- **Instructions for the task**
Transcribe the records that follow exactly. Skip the pictures.

Collected data
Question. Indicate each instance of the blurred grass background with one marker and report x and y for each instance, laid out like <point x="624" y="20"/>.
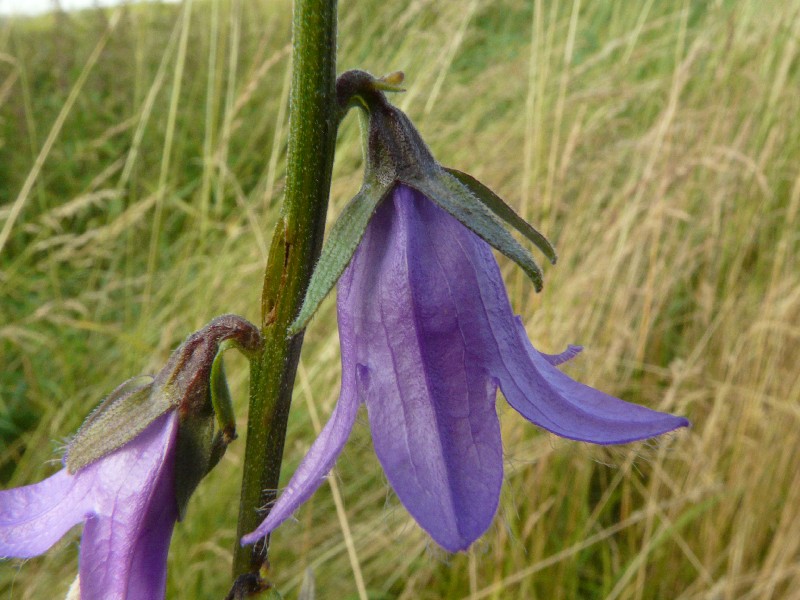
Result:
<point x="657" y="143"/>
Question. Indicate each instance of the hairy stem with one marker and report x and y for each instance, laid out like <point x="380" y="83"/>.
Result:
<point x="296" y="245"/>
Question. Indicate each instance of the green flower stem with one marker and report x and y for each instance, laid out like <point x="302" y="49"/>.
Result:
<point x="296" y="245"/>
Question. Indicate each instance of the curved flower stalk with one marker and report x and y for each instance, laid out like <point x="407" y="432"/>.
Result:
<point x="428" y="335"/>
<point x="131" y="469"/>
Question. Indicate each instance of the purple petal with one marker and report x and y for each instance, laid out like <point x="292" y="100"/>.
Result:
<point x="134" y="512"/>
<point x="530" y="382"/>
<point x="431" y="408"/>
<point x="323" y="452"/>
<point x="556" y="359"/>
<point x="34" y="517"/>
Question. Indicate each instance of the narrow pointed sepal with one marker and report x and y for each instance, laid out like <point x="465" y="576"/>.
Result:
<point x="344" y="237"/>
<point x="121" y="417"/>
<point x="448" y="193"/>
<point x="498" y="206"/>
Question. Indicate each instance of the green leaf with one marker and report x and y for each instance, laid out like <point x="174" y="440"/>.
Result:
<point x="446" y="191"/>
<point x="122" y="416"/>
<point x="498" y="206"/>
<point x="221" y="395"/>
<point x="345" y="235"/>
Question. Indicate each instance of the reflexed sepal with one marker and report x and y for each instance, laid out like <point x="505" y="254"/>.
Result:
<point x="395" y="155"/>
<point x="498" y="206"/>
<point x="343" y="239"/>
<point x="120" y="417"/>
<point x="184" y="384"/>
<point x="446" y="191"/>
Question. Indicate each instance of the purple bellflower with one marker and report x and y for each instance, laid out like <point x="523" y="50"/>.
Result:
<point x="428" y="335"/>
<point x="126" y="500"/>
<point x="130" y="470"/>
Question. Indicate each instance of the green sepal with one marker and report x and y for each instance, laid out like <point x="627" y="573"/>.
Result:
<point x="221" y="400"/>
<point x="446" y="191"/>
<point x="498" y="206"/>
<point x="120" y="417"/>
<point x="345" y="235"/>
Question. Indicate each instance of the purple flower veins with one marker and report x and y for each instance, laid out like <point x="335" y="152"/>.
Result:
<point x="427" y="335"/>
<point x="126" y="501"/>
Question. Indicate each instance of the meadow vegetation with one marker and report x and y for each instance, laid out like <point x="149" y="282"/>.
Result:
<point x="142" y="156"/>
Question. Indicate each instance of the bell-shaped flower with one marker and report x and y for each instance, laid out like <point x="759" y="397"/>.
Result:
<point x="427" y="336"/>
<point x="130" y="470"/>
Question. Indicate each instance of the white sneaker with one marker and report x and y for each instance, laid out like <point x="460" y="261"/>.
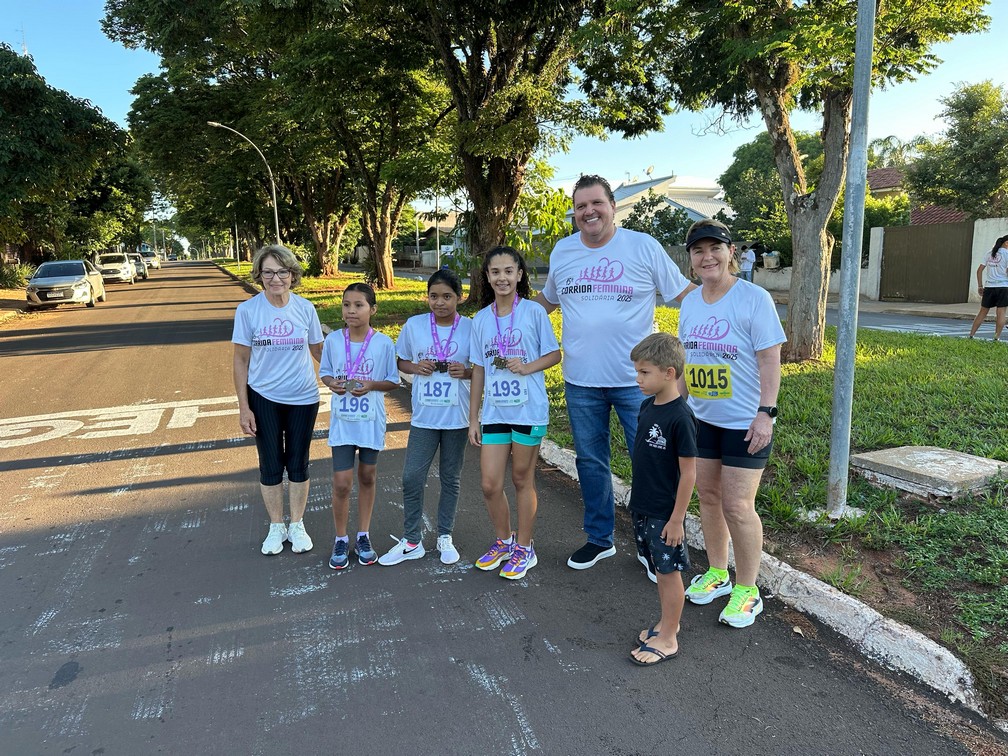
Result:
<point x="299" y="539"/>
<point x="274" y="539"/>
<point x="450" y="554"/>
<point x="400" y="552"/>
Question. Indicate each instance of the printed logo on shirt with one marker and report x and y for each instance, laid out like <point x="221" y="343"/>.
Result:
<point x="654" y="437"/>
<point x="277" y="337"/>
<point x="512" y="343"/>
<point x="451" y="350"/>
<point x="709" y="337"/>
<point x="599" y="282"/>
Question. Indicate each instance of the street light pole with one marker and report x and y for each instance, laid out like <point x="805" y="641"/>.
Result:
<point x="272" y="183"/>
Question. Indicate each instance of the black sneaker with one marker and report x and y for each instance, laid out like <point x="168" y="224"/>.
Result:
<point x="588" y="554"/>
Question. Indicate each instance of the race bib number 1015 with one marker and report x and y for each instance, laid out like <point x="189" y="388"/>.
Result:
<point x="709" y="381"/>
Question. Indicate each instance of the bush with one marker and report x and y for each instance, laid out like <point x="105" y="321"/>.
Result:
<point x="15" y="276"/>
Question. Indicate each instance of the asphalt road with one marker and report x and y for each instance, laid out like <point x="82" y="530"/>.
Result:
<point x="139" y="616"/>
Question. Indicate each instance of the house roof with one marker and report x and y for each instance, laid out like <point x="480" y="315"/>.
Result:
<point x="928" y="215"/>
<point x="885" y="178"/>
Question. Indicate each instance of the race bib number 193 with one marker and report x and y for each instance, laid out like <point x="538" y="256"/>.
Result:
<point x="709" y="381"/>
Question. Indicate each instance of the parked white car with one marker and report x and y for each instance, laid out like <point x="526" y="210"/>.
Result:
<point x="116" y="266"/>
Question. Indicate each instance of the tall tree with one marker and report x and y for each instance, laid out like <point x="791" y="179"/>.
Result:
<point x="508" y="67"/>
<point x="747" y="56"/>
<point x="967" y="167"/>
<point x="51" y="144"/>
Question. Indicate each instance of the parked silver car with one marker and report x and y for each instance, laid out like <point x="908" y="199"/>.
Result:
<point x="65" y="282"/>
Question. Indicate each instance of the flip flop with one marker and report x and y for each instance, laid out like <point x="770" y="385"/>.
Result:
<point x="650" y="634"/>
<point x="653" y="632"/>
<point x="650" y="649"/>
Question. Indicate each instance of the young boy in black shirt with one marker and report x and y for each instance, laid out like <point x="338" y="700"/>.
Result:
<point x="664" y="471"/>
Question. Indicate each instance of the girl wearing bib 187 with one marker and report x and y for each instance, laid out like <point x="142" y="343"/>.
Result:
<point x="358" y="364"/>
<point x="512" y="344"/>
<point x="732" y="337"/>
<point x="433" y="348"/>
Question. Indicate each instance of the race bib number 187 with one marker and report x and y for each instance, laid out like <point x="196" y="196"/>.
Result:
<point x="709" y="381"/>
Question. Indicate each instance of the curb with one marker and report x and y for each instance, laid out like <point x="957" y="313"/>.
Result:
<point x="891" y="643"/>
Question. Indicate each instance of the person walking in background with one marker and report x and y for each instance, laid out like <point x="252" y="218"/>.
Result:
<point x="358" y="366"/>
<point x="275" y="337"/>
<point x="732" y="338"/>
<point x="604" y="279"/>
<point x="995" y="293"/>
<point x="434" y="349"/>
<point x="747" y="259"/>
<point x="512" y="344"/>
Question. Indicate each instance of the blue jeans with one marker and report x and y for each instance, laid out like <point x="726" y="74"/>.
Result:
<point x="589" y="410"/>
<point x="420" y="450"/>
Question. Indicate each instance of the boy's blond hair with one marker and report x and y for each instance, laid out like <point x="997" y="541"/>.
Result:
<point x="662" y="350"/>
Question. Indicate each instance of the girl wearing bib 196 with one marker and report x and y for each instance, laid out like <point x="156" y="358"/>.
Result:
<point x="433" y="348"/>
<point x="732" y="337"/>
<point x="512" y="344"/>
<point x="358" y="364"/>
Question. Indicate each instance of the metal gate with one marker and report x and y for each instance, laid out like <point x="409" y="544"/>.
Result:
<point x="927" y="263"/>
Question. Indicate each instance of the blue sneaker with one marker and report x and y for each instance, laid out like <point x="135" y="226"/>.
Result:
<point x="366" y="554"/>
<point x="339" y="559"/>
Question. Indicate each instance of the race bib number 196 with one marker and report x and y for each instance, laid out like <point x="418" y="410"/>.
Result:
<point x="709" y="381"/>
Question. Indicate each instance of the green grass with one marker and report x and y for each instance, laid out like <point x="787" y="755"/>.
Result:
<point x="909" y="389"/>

- **Answer**
Question. Indicate each instance of the blurred grass background with one marker and report x and y for each instance, laid out like <point x="624" y="20"/>.
Result:
<point x="657" y="143"/>
Question. Indicate each instance of the hairy stem with one marker and report x and y for each instance, laid out like <point x="380" y="83"/>.
Result:
<point x="296" y="245"/>
Question. Indicate each instance of the green flower stem with one marker and report x and y for each instance, laid out like <point x="302" y="49"/>.
Result:
<point x="296" y="245"/>
Question. Indicate each instance of the curved flower stalk with one marker and report x and y for each instance, laid out like <point x="407" y="432"/>.
Result:
<point x="428" y="335"/>
<point x="131" y="469"/>
Question. Indicate each instance of the purple petal with one marker and report x and y for each instance, laid out like <point x="292" y="100"/>.
Result:
<point x="134" y="512"/>
<point x="530" y="382"/>
<point x="431" y="408"/>
<point x="323" y="452"/>
<point x="556" y="359"/>
<point x="34" y="517"/>
Question. Indicate each instance of the narrow pointed sepal with one marker and report x and y for each instance, laid out like <point x="465" y="576"/>.
Result:
<point x="344" y="237"/>
<point x="121" y="417"/>
<point x="448" y="193"/>
<point x="498" y="206"/>
Question. Indicate each instance of the green leaf with one marker and report x and y for each instance, laid out like <point x="174" y="440"/>.
Result:
<point x="446" y="191"/>
<point x="122" y="416"/>
<point x="498" y="206"/>
<point x="221" y="395"/>
<point x="345" y="235"/>
Question. Indicate each instance of the reflexed sepal with one marker and report x and y for each instance, laid out like <point x="505" y="254"/>.
Result:
<point x="395" y="155"/>
<point x="498" y="206"/>
<point x="343" y="239"/>
<point x="120" y="417"/>
<point x="184" y="384"/>
<point x="446" y="191"/>
Question. Indicate each instance of the purple bellflower with one marker and report x and y for each instance, laid out like <point x="523" y="50"/>.
Result:
<point x="428" y="335"/>
<point x="126" y="500"/>
<point x="130" y="470"/>
Question. Indicate each instance of the green sepal with one marker and report x and y for each instance, laid out like <point x="627" y="573"/>.
Result:
<point x="221" y="400"/>
<point x="446" y="191"/>
<point x="498" y="206"/>
<point x="120" y="417"/>
<point x="345" y="235"/>
Question. Indicate each instance of the purple flower veins with one marker and report x and y for each instance, laid out like <point x="335" y="152"/>.
Result:
<point x="427" y="335"/>
<point x="126" y="501"/>
Question. Indicate each instance of the meadow vegetation with one marker and report x and y for each instance, laid out like <point x="149" y="282"/>.
Result:
<point x="142" y="156"/>
Question. Indicate each instance of the bell-shaped flower with one marker and report x and y for each instance, laid out like <point x="759" y="397"/>.
Result:
<point x="427" y="336"/>
<point x="130" y="470"/>
Question. Indicate each instance of the white sneaker with one marker and report x and y for each instance, laid out like <point x="460" y="261"/>.
Result:
<point x="299" y="539"/>
<point x="274" y="539"/>
<point x="450" y="554"/>
<point x="400" y="552"/>
Question. Indicate each instance of the printed logo on shirt with one marker and report x and y for each instance, laid out like <point x="221" y="343"/>.
Result:
<point x="654" y="437"/>
<point x="277" y="337"/>
<point x="512" y="343"/>
<point x="451" y="350"/>
<point x="709" y="337"/>
<point x="599" y="282"/>
Question. Indicate each instance of the street light pole with one marker and report x and y for each instance, laid out like <point x="805" y="641"/>.
Result:
<point x="272" y="183"/>
Question. Indicate each instance of the black sneaker with one marker and report x and y for each instance, laid out like <point x="168" y="224"/>.
Result:
<point x="588" y="554"/>
Question. Indicate each instance of the race bib number 1015 with one marker and report x and y for each instance, laid out like <point x="189" y="388"/>.
Result:
<point x="709" y="381"/>
Question. Indicate each instance of the bush with one marker and report x and y for each instance, laid out like <point x="105" y="321"/>.
Result:
<point x="15" y="276"/>
Question. Indicate each instance of the asphalt road with one marker and report x and y for each instance, laid out like <point x="82" y="530"/>.
Result:
<point x="139" y="616"/>
Question. Indicate each instance of the house roof with one marker and report x and y for each instance, laid out like <point x="480" y="315"/>.
Result:
<point x="928" y="215"/>
<point x="885" y="178"/>
Question. Indicate each instance of the race bib number 193 with one marker and report x and y for each instance, laid out like <point x="538" y="256"/>.
Result:
<point x="709" y="381"/>
Question. Indicate each instance of the parked white car with one marker and report x and y for each instance, laid out like <point x="526" y="210"/>.
Result:
<point x="116" y="266"/>
Question. Indicate each instance of the tall tree with one marker and report x and y for each instance, laid out like <point x="791" y="179"/>.
Result:
<point x="508" y="67"/>
<point x="747" y="56"/>
<point x="967" y="167"/>
<point x="51" y="144"/>
Question. Indicate each instance of the parked silver car with one marker and report x and y for each instance, laid out like <point x="908" y="199"/>.
Result:
<point x="65" y="282"/>
Question. Indicate each instance of the flip flop with one marker and report x and y for each instance, laid out like <point x="770" y="385"/>.
Result:
<point x="650" y="634"/>
<point x="653" y="632"/>
<point x="650" y="649"/>
Question. Indicate each instance of the young boy in black shirt with one marker and report x and y for each instance, laid out like <point x="338" y="700"/>.
Result:
<point x="664" y="471"/>
Question. Indicate each instance of the girl wearing bib 187 with one marker and report x and y for each instance, laid out like <point x="142" y="343"/>.
Result:
<point x="358" y="364"/>
<point x="512" y="344"/>
<point x="732" y="337"/>
<point x="433" y="348"/>
Question. Indicate each instance of the race bib number 187 with one marker and report x and y for each instance, laid out like <point x="196" y="196"/>.
Result:
<point x="709" y="381"/>
Question. Indicate each instance of the curb with one marker and report x and y for each instance, laid out like <point x="957" y="313"/>.
Result:
<point x="891" y="643"/>
Question. Indicate each instance of the person walking in background with one marker and report x and y for each instance, laid out like <point x="252" y="218"/>.
Result:
<point x="358" y="366"/>
<point x="275" y="337"/>
<point x="732" y="338"/>
<point x="604" y="279"/>
<point x="995" y="293"/>
<point x="434" y="349"/>
<point x="747" y="259"/>
<point x="512" y="344"/>
Question. Indicate each instance of the blue jeans with one marker and report x and y for each instance, laid out like <point x="726" y="74"/>.
Result:
<point x="589" y="410"/>
<point x="420" y="450"/>
Question. Indicate each instance of the boy's blond hair with one marker and report x and y for each instance, laid out like <point x="997" y="541"/>.
Result:
<point x="662" y="350"/>
Question. Indicate each instance of the girl wearing bib 196 with one marker and report x and y for each instance, laid out like <point x="156" y="358"/>.
Result:
<point x="433" y="348"/>
<point x="732" y="337"/>
<point x="512" y="344"/>
<point x="358" y="364"/>
Question. Indicate each instance of the metal gate with one marker and report x and y for each instance, laid out like <point x="409" y="544"/>.
Result:
<point x="927" y="263"/>
Question. Indicate each instance of the blue sneaker with one marker and report x and y for each instance, laid out like <point x="135" y="226"/>.
Result:
<point x="366" y="554"/>
<point x="339" y="559"/>
Question. Indicate each instance of the race bib number 196 with one marker and report x and y for each instance, laid out like <point x="418" y="410"/>.
Result:
<point x="709" y="381"/>
Question. Indicate each instance of the green grass with one marker and report x and y for each instance, laid out like <point x="787" y="755"/>.
Result:
<point x="909" y="389"/>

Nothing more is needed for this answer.